Document section
=== Section Start ===
Recent work by Tyagi and Mittal proposed an all-digital 6T SRAM-based CIM macro that features a compact 2T multiplier for bitwise multiplication [
9]. Their design improves over earlier NOR-gate-based multiplier approaches by reducing multiplier transistor count and eliminating the need for input inversion. The 6T+2T architecture supports reconfigurable input and weight precision, digital MAC computation, concurrent MAC and weight update operations, and wide supply-voltage operation. However, the storage portion of the bitcell still relies on the conventional 6T SRAM structure, which contributes to the total transistor count and area overhead when scaled to large memory arrays.
In parallel, reduced-transistor SRAM cells such as 4T SRAM have been explored for near-threshold and low-power memory operation in scaled CMOS technologies [
10]. A lower transistor count can improve area density and reduce parasitic capacitance, thereby reducing switching energy. Motivated by this, the present work investigates a compact 4T+2T SRAM-based digital CIM bitcell implemented in 45 nm CMOS technology. The proposed design replaces the conventional 6T storage cell with a 4T SRAM cell while retaining the compact 2T multiplier path for bitwise computation. The objective is to evaluate whether the transistor count and hardware overhead can be reduced while maintaining correct write, read, and CIM functionality.
=== Section End ===
Work instruction 1
In the SRAM bitcell excerpt, what CMOS technology is the proposed 4T+2T bitcell implemented in?
Work instruction 2
Retype the part of the SRAM bitcell excerpt between "In parallel, reduced-transistor" and "and CIM functionality.", inclusive.

Natural-language object grounding data
=== Section Start ===
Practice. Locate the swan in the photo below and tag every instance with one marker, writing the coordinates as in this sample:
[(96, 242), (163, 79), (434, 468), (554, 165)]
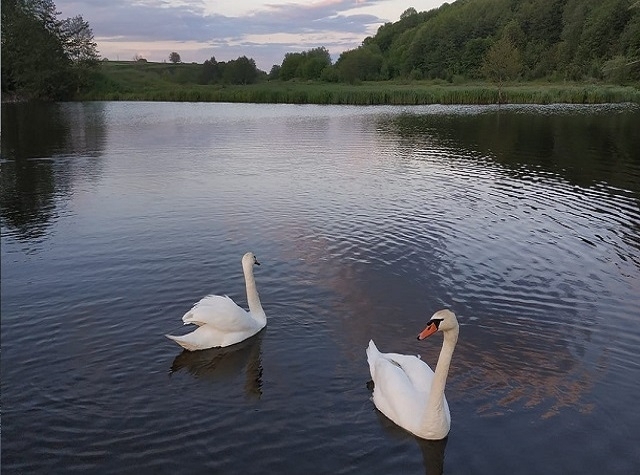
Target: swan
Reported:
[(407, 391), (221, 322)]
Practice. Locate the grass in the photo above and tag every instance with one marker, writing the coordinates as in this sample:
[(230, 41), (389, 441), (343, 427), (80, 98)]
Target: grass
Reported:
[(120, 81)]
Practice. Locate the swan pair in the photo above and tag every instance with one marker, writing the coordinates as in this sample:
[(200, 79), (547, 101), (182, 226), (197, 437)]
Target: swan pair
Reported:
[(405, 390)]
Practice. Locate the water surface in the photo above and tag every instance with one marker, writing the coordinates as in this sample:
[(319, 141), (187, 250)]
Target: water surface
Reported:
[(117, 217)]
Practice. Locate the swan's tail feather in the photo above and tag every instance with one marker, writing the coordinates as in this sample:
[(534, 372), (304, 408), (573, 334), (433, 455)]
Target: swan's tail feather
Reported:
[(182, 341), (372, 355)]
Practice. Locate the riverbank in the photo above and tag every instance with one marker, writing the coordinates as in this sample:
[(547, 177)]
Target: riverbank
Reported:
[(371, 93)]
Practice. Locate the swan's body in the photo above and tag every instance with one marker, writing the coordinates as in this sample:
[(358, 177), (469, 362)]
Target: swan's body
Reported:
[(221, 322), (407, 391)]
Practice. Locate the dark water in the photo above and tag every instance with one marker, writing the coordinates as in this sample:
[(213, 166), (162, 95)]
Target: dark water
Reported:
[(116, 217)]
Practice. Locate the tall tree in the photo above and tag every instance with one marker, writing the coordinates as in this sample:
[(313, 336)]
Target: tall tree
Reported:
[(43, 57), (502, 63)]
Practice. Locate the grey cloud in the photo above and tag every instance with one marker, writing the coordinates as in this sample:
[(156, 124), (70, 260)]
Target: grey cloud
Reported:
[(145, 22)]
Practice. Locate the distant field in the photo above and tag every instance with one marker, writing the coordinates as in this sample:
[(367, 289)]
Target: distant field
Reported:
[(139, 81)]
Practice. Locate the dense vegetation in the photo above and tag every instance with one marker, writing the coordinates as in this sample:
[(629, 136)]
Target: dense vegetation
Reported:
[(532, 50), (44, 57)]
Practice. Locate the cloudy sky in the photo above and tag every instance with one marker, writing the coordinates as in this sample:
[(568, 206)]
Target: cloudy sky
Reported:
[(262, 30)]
=== Section End ===
Response area 1
45 nm CMOS technology.

Response area 2
In parallel, reduced-transistor SRAM cells such as 4T SRAM have been explored for near-threshold and low-power memory operation in scaled CMOS technologies [
10]. A lower transistor count can improve area density and reduce parasitic capacitance, thereby reducing switching energy. Motivated by this, the present work investigates a compact 4T+2T SRAM-based digital CIM bitcell implemented in 45 nm CMOS technology. The proposed design replaces the conventional 6T storage cell with a 4T SRAM cell while retaining the compact 2T multiplier path for bitwise computation. The objective is to evaluate whether the transistor count and hardware overhead can be reduced while maintaining correct write, read, and CIM functionality.